__The records__
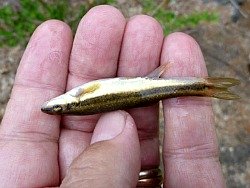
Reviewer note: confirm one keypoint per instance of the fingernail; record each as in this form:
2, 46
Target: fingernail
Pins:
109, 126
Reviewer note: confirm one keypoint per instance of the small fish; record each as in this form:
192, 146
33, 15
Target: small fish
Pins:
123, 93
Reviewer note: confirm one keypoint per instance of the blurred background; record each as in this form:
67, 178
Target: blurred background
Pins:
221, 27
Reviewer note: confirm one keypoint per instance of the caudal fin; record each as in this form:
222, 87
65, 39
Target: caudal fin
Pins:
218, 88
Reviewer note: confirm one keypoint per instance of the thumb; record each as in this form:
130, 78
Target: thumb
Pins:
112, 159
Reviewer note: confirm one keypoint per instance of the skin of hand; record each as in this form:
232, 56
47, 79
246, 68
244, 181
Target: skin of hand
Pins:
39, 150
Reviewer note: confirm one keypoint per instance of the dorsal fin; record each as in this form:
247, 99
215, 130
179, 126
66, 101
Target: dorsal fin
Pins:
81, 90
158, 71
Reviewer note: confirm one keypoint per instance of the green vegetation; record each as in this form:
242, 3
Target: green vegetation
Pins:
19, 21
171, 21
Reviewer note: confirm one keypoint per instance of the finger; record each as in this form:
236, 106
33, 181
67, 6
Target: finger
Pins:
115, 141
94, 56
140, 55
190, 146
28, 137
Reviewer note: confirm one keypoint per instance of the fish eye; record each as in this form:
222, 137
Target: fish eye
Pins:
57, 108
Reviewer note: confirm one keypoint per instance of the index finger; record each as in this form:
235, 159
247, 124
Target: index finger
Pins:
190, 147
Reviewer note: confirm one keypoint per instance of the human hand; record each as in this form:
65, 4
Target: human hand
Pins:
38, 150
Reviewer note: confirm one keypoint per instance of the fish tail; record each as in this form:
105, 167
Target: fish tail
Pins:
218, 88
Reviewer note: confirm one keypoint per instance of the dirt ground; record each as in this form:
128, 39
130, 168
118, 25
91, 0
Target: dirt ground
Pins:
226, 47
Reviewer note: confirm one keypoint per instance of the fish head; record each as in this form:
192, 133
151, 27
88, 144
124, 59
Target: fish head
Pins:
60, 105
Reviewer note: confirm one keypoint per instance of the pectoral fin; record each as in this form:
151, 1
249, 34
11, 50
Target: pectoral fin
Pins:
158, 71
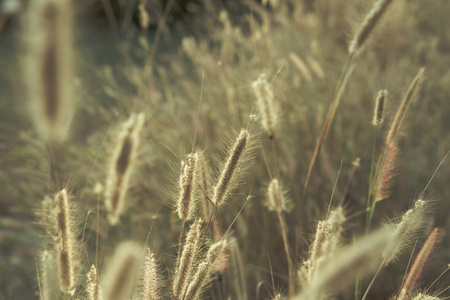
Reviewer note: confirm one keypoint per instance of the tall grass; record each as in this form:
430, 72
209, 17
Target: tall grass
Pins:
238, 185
--
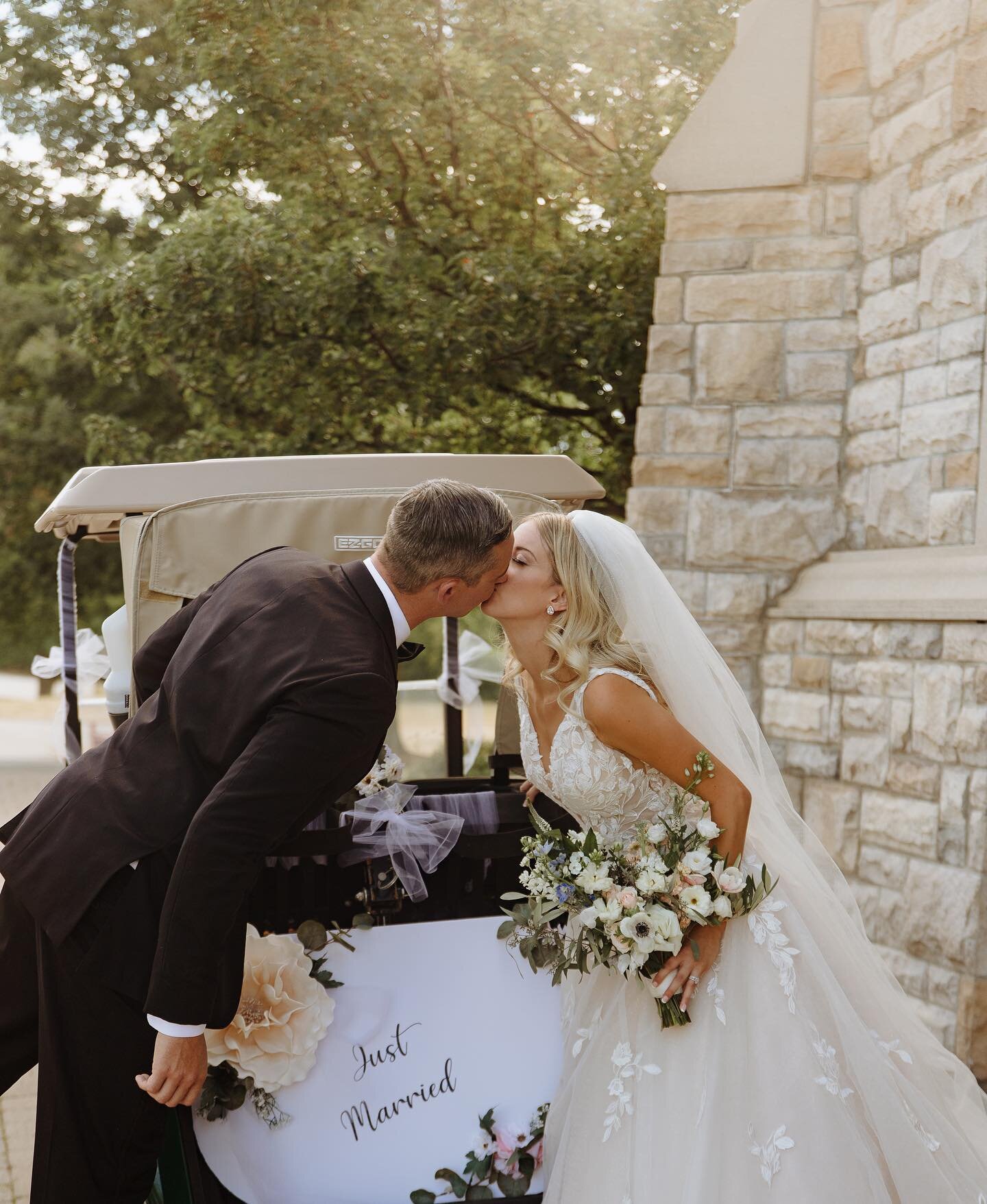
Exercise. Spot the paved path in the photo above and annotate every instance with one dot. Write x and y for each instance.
---
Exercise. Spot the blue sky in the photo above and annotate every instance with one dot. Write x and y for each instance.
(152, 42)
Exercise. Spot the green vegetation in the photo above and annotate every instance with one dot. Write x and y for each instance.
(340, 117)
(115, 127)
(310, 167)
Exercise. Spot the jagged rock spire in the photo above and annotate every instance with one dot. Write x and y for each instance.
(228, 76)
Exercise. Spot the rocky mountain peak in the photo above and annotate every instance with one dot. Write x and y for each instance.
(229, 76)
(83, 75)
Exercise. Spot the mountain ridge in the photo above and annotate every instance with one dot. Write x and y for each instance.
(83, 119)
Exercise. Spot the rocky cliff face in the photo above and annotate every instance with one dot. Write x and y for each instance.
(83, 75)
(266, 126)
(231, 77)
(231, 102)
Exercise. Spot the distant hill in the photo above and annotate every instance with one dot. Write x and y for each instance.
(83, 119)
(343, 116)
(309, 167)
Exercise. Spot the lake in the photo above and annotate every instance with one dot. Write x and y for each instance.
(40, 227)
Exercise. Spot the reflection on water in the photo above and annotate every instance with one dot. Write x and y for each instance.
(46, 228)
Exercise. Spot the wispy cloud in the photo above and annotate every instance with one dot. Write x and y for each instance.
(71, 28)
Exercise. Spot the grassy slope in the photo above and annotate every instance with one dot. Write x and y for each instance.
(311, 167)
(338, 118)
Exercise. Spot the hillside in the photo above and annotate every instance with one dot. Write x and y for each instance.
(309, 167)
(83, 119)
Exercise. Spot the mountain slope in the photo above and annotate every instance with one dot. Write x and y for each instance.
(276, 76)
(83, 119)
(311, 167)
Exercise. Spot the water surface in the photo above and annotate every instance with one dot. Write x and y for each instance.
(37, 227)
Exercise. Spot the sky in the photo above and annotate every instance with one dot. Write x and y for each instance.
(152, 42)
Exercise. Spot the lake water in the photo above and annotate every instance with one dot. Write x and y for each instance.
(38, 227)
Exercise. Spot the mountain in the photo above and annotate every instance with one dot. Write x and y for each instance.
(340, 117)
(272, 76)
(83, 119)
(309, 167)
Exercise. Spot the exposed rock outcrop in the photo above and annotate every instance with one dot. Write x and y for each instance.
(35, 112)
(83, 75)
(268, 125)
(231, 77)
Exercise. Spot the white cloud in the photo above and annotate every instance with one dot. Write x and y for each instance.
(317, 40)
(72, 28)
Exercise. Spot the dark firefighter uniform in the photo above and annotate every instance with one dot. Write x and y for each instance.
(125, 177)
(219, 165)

__What the exercise asks__
Pick out the lines above containing the word "hand", then copy them.

__Answer box__
Reviewer note: confirm one keypoint per instance of the skin of hand; record each as in this form:
Target: skin of hand
Reviewer note: confirm one keypoint per instance of the human hand; record each as in this form:
Target: human hand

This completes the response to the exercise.